(TASK BRIEF): Retype all the entries word for word, but omit the pictures.

(Image point annotation entries):
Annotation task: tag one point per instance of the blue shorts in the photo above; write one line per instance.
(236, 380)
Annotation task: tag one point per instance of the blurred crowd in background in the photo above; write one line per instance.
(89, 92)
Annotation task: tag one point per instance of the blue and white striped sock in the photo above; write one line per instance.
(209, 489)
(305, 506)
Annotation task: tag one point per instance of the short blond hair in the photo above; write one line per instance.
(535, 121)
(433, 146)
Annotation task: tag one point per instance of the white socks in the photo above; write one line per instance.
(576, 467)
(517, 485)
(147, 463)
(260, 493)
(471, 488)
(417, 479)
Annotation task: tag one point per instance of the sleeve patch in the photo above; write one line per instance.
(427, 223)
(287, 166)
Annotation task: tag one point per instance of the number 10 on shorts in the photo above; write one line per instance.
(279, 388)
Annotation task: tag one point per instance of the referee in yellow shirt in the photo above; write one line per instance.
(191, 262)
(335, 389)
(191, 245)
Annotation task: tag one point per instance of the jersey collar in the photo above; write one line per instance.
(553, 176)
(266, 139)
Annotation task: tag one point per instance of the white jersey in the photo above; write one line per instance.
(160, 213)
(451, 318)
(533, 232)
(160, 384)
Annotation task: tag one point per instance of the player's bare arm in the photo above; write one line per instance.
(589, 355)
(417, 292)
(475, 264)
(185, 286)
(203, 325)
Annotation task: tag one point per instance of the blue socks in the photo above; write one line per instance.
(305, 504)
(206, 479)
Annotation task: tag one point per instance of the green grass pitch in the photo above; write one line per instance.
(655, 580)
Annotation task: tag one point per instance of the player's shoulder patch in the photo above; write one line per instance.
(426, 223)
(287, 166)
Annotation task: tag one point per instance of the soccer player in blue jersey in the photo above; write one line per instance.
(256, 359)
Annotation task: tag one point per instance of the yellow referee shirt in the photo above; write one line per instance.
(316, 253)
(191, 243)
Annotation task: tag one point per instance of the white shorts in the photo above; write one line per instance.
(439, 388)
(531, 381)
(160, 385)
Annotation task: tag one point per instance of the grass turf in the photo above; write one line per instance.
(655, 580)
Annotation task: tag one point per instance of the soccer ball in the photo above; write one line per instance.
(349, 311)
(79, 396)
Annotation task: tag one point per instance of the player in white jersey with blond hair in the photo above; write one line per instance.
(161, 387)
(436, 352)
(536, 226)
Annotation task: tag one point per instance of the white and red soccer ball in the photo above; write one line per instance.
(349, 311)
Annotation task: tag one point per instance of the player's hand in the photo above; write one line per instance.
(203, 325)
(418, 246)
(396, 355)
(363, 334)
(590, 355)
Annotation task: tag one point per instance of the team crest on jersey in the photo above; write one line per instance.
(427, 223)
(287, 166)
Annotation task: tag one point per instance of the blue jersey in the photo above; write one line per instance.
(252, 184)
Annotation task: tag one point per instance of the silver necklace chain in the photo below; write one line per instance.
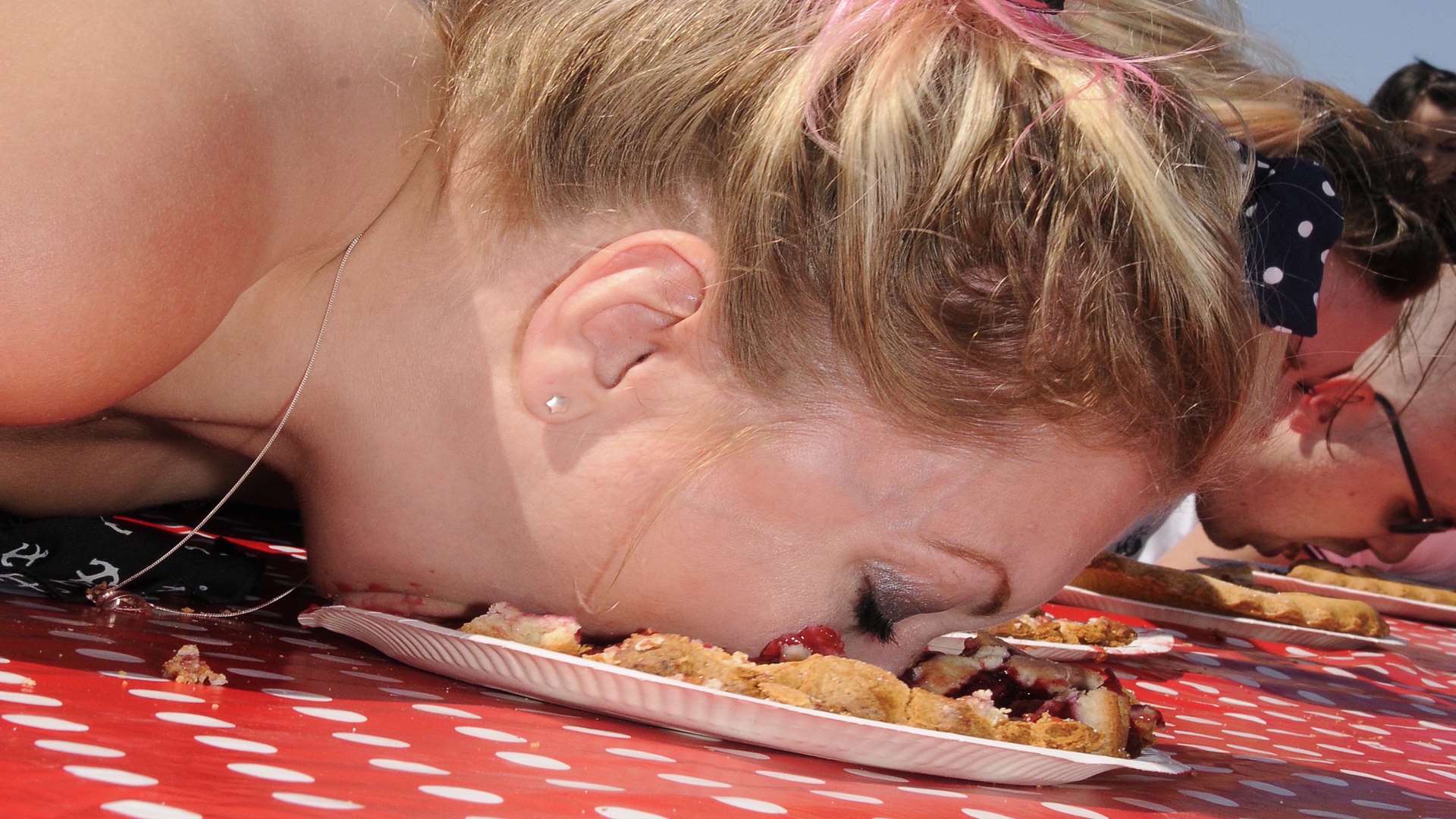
(114, 598)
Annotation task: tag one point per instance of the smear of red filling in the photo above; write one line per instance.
(817, 639)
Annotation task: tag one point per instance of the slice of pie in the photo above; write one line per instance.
(506, 621)
(1363, 580)
(1111, 575)
(188, 667)
(992, 691)
(1038, 626)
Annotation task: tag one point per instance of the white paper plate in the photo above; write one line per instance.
(635, 695)
(1383, 604)
(1147, 642)
(1228, 626)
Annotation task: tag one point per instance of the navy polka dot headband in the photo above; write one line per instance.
(1291, 221)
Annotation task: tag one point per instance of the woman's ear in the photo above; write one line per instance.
(1324, 401)
(618, 309)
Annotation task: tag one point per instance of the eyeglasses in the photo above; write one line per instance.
(1426, 523)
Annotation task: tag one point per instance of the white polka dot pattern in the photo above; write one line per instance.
(1269, 729)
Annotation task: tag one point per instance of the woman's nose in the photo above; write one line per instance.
(1394, 548)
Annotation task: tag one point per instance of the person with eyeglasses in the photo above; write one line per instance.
(1363, 465)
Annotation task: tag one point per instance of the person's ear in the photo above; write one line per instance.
(615, 311)
(1334, 397)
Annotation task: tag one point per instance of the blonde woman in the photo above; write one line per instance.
(721, 318)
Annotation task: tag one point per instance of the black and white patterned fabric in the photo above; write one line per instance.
(61, 557)
(1292, 218)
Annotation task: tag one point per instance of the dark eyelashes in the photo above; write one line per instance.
(870, 620)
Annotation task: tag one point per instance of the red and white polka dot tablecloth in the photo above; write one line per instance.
(312, 723)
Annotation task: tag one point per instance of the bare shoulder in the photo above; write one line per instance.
(158, 158)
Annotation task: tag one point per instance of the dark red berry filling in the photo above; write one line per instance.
(816, 640)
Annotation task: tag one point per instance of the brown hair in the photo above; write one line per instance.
(957, 205)
(1391, 218)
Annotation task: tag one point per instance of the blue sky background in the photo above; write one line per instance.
(1354, 44)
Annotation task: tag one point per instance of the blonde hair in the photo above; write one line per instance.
(952, 207)
(1391, 218)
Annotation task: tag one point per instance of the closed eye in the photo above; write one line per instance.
(870, 618)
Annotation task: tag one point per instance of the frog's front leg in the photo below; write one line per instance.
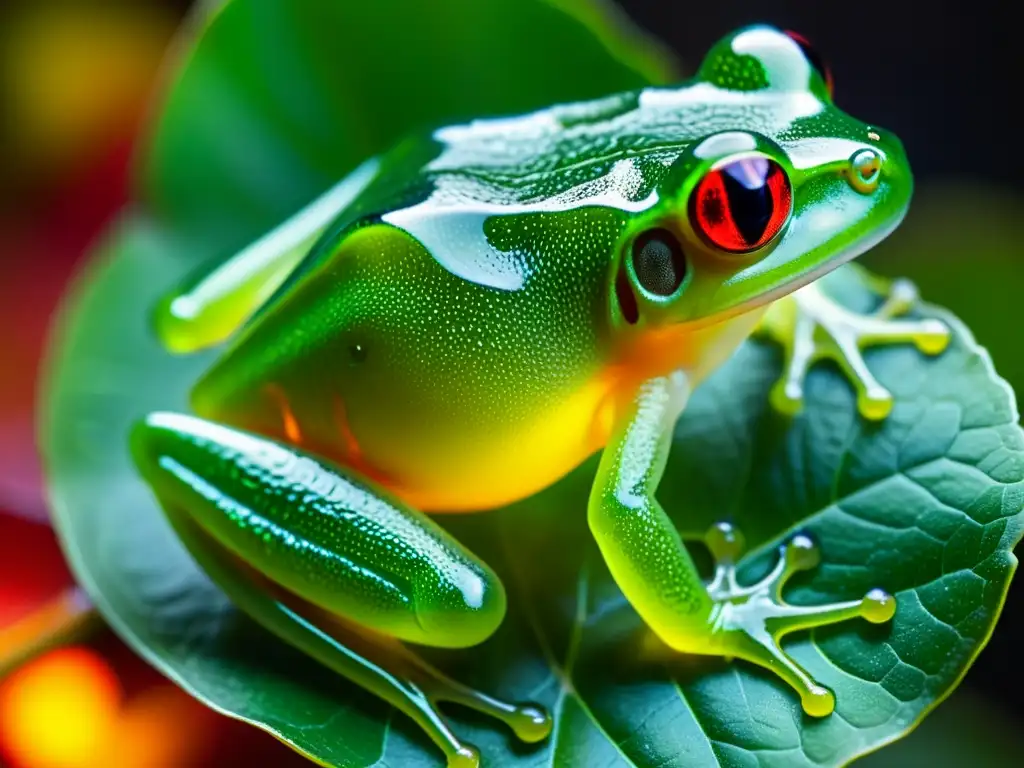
(239, 501)
(651, 565)
(812, 326)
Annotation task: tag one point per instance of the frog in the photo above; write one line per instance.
(471, 315)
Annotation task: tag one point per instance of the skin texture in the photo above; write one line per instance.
(466, 318)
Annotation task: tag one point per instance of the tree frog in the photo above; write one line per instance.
(467, 317)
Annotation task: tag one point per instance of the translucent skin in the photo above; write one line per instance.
(445, 332)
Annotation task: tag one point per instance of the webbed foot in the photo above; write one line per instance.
(750, 622)
(811, 326)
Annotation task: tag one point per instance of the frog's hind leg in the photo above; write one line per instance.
(212, 308)
(341, 546)
(811, 326)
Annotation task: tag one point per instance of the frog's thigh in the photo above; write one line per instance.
(322, 532)
(328, 537)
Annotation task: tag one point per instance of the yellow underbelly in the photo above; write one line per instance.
(485, 468)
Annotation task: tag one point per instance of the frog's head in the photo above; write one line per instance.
(776, 187)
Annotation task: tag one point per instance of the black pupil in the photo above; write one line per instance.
(658, 262)
(750, 197)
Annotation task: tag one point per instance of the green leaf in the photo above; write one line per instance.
(927, 505)
(278, 101)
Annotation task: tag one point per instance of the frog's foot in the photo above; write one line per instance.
(529, 722)
(750, 622)
(810, 326)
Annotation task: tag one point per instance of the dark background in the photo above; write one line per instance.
(946, 78)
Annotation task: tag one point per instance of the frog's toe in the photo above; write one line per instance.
(528, 721)
(811, 327)
(750, 622)
(464, 757)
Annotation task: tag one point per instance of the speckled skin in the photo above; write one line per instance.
(452, 338)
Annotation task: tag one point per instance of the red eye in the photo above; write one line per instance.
(813, 57)
(741, 205)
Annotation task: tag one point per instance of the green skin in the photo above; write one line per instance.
(448, 330)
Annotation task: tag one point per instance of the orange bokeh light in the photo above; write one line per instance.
(59, 711)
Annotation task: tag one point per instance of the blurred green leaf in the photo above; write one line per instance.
(968, 730)
(276, 102)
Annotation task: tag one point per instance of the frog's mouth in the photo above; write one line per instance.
(815, 241)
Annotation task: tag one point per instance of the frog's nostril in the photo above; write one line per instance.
(864, 171)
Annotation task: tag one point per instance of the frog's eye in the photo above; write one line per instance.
(740, 205)
(658, 262)
(813, 58)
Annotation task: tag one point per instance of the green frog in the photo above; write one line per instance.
(466, 318)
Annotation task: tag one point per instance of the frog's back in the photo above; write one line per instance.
(451, 335)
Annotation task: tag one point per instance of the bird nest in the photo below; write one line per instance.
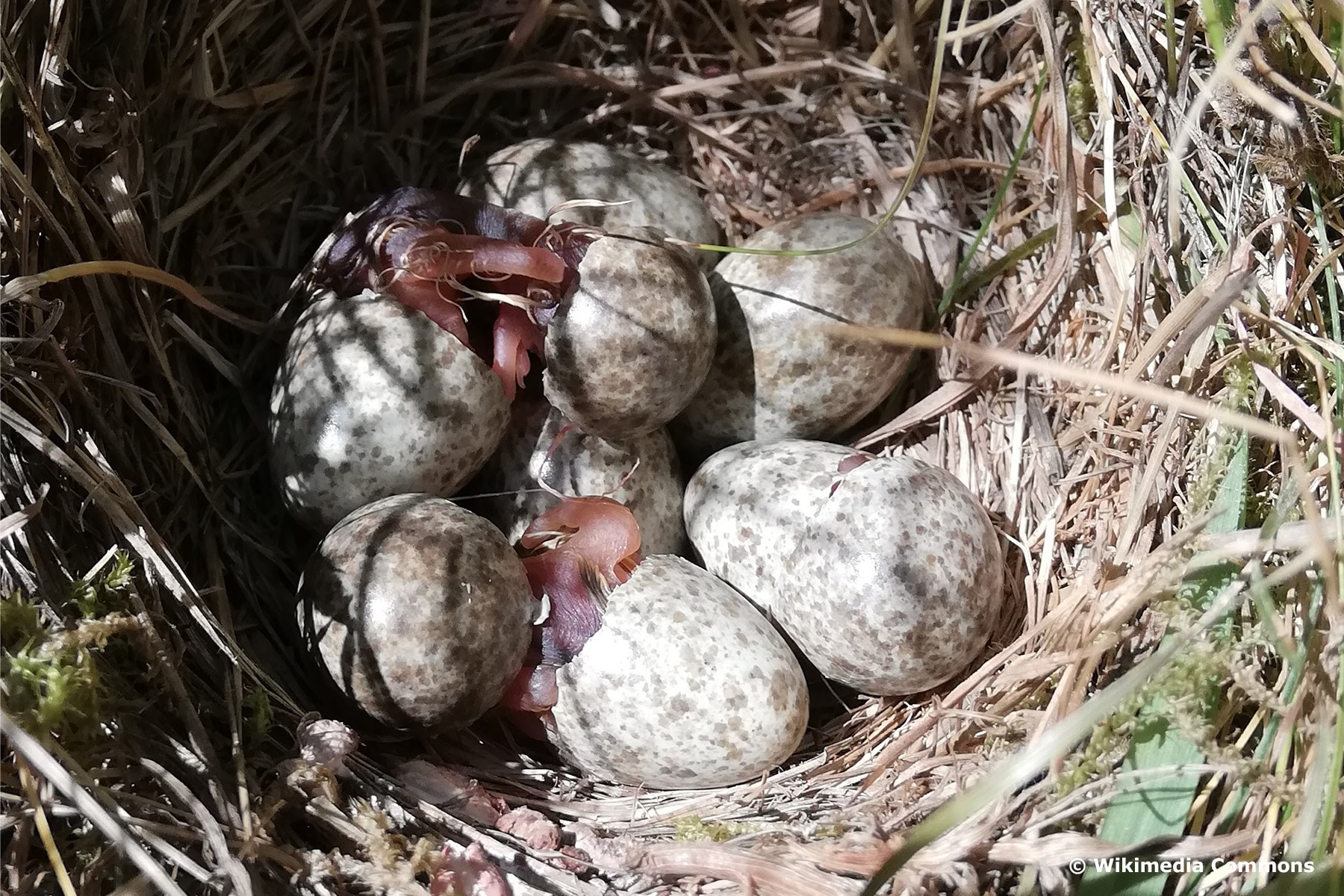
(1132, 370)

(EXPECTED ANSWER):
Annotation task: tag one point per instance of the blue shorts in the photo above; write one line per instance.
(236, 380)
Annotation task: tag one point per instance of the blurred crowd in background in the photo above; write one line per instance.
(89, 92)
Annotation task: tag one point per instance of the blue and white striped sock in the photo above; write one line per instance.
(209, 489)
(305, 506)
Annotation task: tag one point per instance of the short blond hair in the photo above; write one line per instance.
(535, 121)
(433, 146)
Annotation task: tag one point per instance of the white socks in the photo above; write one line per instance.
(576, 467)
(517, 485)
(147, 463)
(260, 493)
(471, 488)
(417, 479)
Annotation task: tag one point per instance of the sleeve patch in the photo above; write one line per instance.
(427, 223)
(287, 166)
Annotation task: tag one point per instance of the number 10 on shorts in the photo above; write one line per instance.
(279, 388)
Annotation task: tag one point per instance of the referee in yellow shirt in the photo above; write one line per instance.
(191, 262)
(335, 389)
(191, 245)
Annotation task: tag one point per instance of the jersey collar in the photo above; write one line per instance.
(553, 176)
(266, 139)
Annotation task: tag one point per instance of the white jersey in the photo above; write one line per instance.
(160, 213)
(451, 318)
(533, 232)
(160, 384)
Annotation task: tag one point per instance of the player's bare arm in the photo above; write one line per instance.
(589, 355)
(417, 292)
(475, 264)
(185, 286)
(203, 325)
Annotation task: tag one point per instance of the blue socks in the photo above; write one line per instance.
(305, 504)
(206, 479)
Annotation task: tag one point per instance of the green grass pitch in the photo above; write one line per instance.
(655, 580)
Annotation task: tag one point per instance of the player's shoulder patch in the photo above; write one line per instance.
(426, 223)
(287, 166)
Annotation task: tag one point per instance of the soccer player in blue jersey in the photo above; write one line per instance.
(256, 359)
Annotation task: tag one point per instance of the yellow referee shirt in the photo above; write one line per instance.
(316, 253)
(191, 243)
Annotation task: tag one point per instance of the white shorts in the photo above; write one line per instance.
(439, 388)
(531, 381)
(160, 385)
Annotation task: tag one point per instance of the grass turf in the photo above; write one line per instance.
(655, 580)
Annotation task: tag one point per instance of the soccer ball in the photo above; write one line per instance.
(349, 311)
(79, 396)
Annotation task: tag one point per instance of the player in white jersey with blond hair in the photo above; write one line per instance.
(161, 387)
(436, 352)
(536, 226)
Annotation task: tag one point per instance of the white and red soccer ball in the photo above; write one line per instance.
(349, 311)
Annotation task: tag one point per instance of the player's hand in the photo above; write one line per instance.
(203, 325)
(418, 246)
(396, 355)
(363, 334)
(590, 355)
Annotation task: tag one point per instance of the team crest on jersey in the photo above; write one line per instance.
(427, 223)
(287, 166)
Annotation task: tag one point per instance of the blue jersey in the photo above; write one line per instance.
(252, 184)
Annotation task: tag one point per instance of the silver necklace chain in the photo below; write one line per instance.
(114, 598)
Annotation task: tag one point per instance of the smear of red filling in the photo above; write one line per instance.
(817, 639)
Annotation task: tag one point per instance of the slice of pie in the photo above; write one line per instance.
(506, 621)
(1363, 580)
(1111, 575)
(188, 667)
(992, 691)
(1038, 626)
Annotation task: tag one point per instance of the white paper plate in the photo above; write one line per instance.
(635, 695)
(1383, 604)
(1147, 642)
(1228, 626)
Annotation task: tag one point per instance of the navy polka dot headband in the photo above; write one line per instance.
(1291, 221)
Annotation task: tag one point per instance of the woman's ear in the photo above; write one line per instance.
(1324, 401)
(618, 309)
Annotation task: tag one point per instance of the eyeglasses in the photo above; write one line per instance.
(1426, 523)
Annotation task: tag one point per instance of the white polka dot pattern in the photo above; write one line per instance.
(1269, 729)
Annotation task: tag one point per instance of the woman's nose in the photo above; write one line per instance.
(1394, 548)
Annotation task: tag one point per instance of the person with eyeglasses in the photo above; write one line per instance.
(1363, 465)
Annotation task: tag one point per instance of the person's ear in the photo above; write one line per instance.
(615, 311)
(1334, 397)
Annotation task: tag one point per instance of the blonde woman in the photo above; write one line per instance.
(721, 318)
Annotation task: tag one point per instance of the black and white patterned fabric in the photo above; write one line per instance.
(61, 557)
(1292, 218)
Annotation task: tag one point per instance of the dark eyelashes in the photo above; write one line per instance.
(870, 620)
Annotation task: tag one point per instance of the red and white polka dot tablecloth in the photo above; write one line per instance.
(312, 723)
Annotation task: tag one point per instance of the bare shoulder in the photo above; write one line per instance.
(158, 158)
Annotation task: tag one point per instance of the dark red berry filling in the photo above; write one line per instance.
(816, 640)
Annotation task: tag one point per instance of the brown hair in the photo above; write one line per instance.
(957, 205)
(1391, 218)
Annotation task: tag one point per instance of the blue sky background in the photo above; write one line per instance.
(1354, 44)
Annotation task: tag one point per instance of the blonde hair in the photo above; write one line per instance.
(952, 207)
(1391, 218)
Annotation task: tag one point per instance of the closed eye in the photo above; write one line per instance.
(870, 618)
Annotation task: tag one point per instance of the frog's front leg in the photo below; write one line per instance.
(239, 501)
(651, 565)
(812, 326)
Annotation task: tag one point per instance of the frog in the photo above; write one line per instance.
(471, 315)
Annotation task: tag one point per instance of the skin texture in the photo above; write one line per instance.
(466, 318)
Annotation task: tag one point per instance of the tree frog in the photo above; write one line per instance.
(467, 317)
Annotation task: tag one point per instance of the translucent skin in the photo above; write one line per instance.
(445, 332)
Annotation task: tag one point per instance of the webbed foot in the photo above; write one line per instance.
(750, 622)
(811, 326)
Annotation task: tag one point per instance of the frog's hind leg in the photo above; write one line per instance.
(212, 308)
(341, 546)
(811, 326)
Annotation task: tag one point per instance of the frog's thigh in the photo above; write one line per instance.
(322, 532)
(328, 537)
Annotation task: tag one point per instance of the yellow underbelly in the photo above; write one line per instance.
(485, 468)
Annotation task: tag one point per instance of the frog's head in the photo above; write one line per instance.
(776, 187)
Annotation task: tag one point per instance of the black pupil in the photo above; write one line per instance.
(658, 262)
(750, 197)
Annotation task: tag one point per instance of the green leaf in the photo above; write one line per instance.
(927, 505)
(278, 101)
Annotation task: tag one point per instance of the frog's foot in the photo above; write one line per instance.
(529, 722)
(750, 622)
(810, 326)
Annotation task: tag one point per instance of the dark background in the photo above; write one line per instance.
(946, 78)
Annotation task: tag one point per instance of the frog's toe in the photo above; write one line per instance.
(528, 721)
(811, 327)
(750, 622)
(464, 757)
Annotation task: tag one point per instance of the speckled skin in the photo above; write one line per instance.
(452, 338)
Annotation task: tag one point per instance of the red eye in the photo above; write one line per instance.
(813, 57)
(741, 205)
Annotation task: tag one point per instance of the green skin in the photo above; write one line per instance.
(448, 330)
Annotation task: tag one point per instance of the orange bokeh light in the photo above; write one line per instance.
(59, 711)
Annotation task: tag one point per instance of the blurred green leaf in the photo above; write one line per instance.
(968, 730)
(276, 102)
Annotation task: tag one point per instance of the frog's mouth in the photo above; write one line per instance.
(815, 241)
Annotation task: tag one point per instance of the frog's nostril in the photo above; write one line per instance.
(864, 171)
Annotation task: tag one point per instance of the frog's eye in the photo above; write one line per instance.
(740, 205)
(658, 262)
(813, 58)
Annotation task: tag one point per instance of the green frog in the photo above; write one line per instance.
(466, 318)
Annotation task: tag one point per instance of the frog's back in the photo above; write one line per instance.
(451, 335)
Annotation task: tag one point per instance of the bird nest in the photo below; write one line per instance.
(1132, 370)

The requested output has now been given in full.